** Start **
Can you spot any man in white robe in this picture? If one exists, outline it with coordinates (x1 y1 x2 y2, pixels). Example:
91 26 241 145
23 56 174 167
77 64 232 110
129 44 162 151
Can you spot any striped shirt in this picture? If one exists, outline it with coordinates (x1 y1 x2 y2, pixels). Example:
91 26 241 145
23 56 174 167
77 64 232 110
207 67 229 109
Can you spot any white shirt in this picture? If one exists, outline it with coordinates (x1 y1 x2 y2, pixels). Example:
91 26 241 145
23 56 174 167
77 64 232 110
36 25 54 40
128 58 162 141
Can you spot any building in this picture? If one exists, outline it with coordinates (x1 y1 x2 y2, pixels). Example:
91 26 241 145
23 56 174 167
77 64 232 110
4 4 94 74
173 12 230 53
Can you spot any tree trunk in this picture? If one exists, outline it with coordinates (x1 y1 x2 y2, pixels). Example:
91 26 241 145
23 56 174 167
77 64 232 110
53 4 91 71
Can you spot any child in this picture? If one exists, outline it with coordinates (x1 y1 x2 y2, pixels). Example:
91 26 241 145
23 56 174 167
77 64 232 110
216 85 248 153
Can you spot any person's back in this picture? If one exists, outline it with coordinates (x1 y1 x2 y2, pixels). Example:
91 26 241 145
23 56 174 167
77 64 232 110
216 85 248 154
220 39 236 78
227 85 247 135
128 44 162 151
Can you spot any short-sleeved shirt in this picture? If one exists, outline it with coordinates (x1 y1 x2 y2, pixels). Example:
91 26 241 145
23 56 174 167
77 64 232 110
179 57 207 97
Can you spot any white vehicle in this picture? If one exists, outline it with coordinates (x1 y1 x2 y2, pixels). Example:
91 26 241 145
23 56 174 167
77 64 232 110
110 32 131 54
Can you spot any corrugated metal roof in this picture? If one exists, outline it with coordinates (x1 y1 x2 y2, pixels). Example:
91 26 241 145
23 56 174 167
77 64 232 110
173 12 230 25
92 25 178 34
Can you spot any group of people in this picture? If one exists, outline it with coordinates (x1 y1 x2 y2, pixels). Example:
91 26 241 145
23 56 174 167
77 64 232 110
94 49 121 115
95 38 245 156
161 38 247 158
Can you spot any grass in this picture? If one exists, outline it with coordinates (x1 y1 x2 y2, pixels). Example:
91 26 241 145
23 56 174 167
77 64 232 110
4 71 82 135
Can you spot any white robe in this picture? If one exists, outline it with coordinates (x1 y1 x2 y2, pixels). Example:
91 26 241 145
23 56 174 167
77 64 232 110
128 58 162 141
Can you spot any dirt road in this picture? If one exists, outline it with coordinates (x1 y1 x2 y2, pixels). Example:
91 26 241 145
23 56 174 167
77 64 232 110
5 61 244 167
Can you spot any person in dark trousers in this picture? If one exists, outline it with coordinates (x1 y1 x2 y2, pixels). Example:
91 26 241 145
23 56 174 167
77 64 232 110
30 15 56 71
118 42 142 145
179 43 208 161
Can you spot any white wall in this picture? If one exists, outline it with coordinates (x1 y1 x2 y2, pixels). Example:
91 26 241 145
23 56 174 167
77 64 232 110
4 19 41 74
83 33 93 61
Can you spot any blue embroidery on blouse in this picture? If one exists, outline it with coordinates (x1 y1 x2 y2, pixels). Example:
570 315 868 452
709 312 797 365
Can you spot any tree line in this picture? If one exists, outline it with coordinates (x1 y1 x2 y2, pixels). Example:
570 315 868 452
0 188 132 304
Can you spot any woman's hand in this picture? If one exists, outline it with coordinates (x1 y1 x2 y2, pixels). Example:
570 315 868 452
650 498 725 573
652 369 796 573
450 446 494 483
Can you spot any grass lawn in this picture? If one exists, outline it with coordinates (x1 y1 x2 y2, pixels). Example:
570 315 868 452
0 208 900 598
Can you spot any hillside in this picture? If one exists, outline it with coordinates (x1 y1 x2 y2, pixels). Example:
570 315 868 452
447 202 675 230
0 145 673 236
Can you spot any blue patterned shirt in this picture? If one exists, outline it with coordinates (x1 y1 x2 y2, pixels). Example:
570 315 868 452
** End **
Output all of the material above again, line for line, with every character unchanged.

Can you spot any man in white robe in this picture? If one exists, outline it with coordinates (x1 y1 x2 y2, pixels). Example:
91 26 241 145
23 56 174 167
77 64 232 110
129 44 162 151
Can you spot any striped shirt in this picture? If one exists, outline it with coordinates (x1 y1 x2 y2, pixels). Example:
91 26 241 145
23 56 174 167
77 64 232 110
207 67 229 109
Can you spot any white shirt in this picture? If one exists, outline it with coordinates (x1 y1 x2 y2, pixels). Example:
91 26 241 145
23 56 174 167
77 64 232 110
36 25 54 40
128 58 162 141
Can you spot any building in this picture? If one exists, outline it with coordinates (x1 y1 x2 y2, pixels). Example:
91 26 241 145
23 56 174 167
77 64 232 110
4 4 94 74
173 12 230 53
Can you spot any tree trunk in this picture? If one exists, outline it with coordinates (x1 y1 x2 y2, pixels). Example:
91 26 241 145
23 56 174 167
77 64 232 110
53 4 91 71
Can you spot any child in this picture? If one exists, outline it with coordinates (x1 y1 x2 y2, pixels). Example:
91 26 241 145
23 56 174 167
77 64 232 110
216 85 248 153
Can you spot any person's back in this picture? If one exists, outline it with coordinates (x1 y1 x2 y2, pixels). Example:
91 26 241 145
23 56 174 167
77 64 232 110
216 85 248 154
220 39 236 78
227 85 247 135
128 44 162 151
Can you spot any short-sleeved shirt in this picture? If one exists, outline it with coordinates (x1 y1 x2 y2, pixels). Example:
91 26 241 145
23 56 174 167
77 64 232 110
179 57 207 97
Can you spot any white vehicle in this picture? If one exists, outline it with coordinates (x1 y1 x2 y2, pixels). Example:
91 26 241 145
23 56 174 167
77 64 232 110
110 32 131 54
Can you spot any corrugated metal roof in this picture? If one exists, outline it with coordinates (x1 y1 x2 y2, pixels). Example:
91 26 241 145
23 56 174 167
77 64 232 110
173 12 230 25
92 25 178 34
Can you spot any group of people in this picture? If one exists, outline it with coordinates (x1 y1 x2 y2, pixels). Example:
91 26 241 145
23 56 174 167
77 64 232 110
94 49 121 115
95 38 245 156
161 38 247 158
Can you spot any grass in this picture? If one exists, outline it with coordinates (x1 y1 x2 y2, pixels). Example:
91 26 241 145
23 56 174 167
77 64 232 110
4 71 82 135
Can you spot any white robe in this picture? If one exists, outline it with coordinates (x1 y1 x2 y2, pixels). Example:
91 26 241 145
23 56 174 167
77 64 232 110
128 58 162 141
Can you spot any dirt road in this picture? If one exists, outline it with coordinates (x1 y1 x2 y2, pixels). Example:
91 26 241 145
23 56 174 167
77 64 232 110
5 61 244 167
Can you spot any person in dark trousers in this picture? If one exists, outline it with coordinates (x1 y1 x2 y2, pixels). Example:
91 26 241 145
23 56 174 167
77 64 232 110
30 15 56 71
118 42 142 145
179 43 208 161
Can you spot any white wall in this picture? If one exists, outline it with coordinates (x1 y1 x2 y2, pixels). Example:
91 26 241 145
23 56 174 167
77 64 232 110
4 19 41 74
83 33 93 61
Can you spot any blue embroidery on blouse in this picture? If one exists, outline it with coordinates (x1 y1 x2 y2, pixels). Example:
570 315 868 452
709 312 797 365
Can you spot any tree line in this picture? If one exists, outline it with coordinates (x1 y1 x2 y2, pixels). Example:
570 315 868 452
0 188 132 304
Can you spot any woman's hand in this picture? If one exists, outline it with coordinates (x1 y1 x2 y2, pixels). Example:
570 315 868 452
650 498 725 573
652 369 796 573
450 446 494 483
Can you spot any grass lawn in this picture? If one exists, outline it with coordinates (x1 y1 x2 y2, pixels). Example:
570 315 868 452
0 208 900 598
Can you spot any hillside in this picture? If one exists, outline it with coordinates (x1 y1 x2 y2, pixels). Example:
570 315 868 452
447 202 675 230
0 145 673 236
Can you spot any blue patterned shirt in this picture? If one exists, outline it with coordinates (x1 y1 x2 y2, pixels). Example:
570 315 868 452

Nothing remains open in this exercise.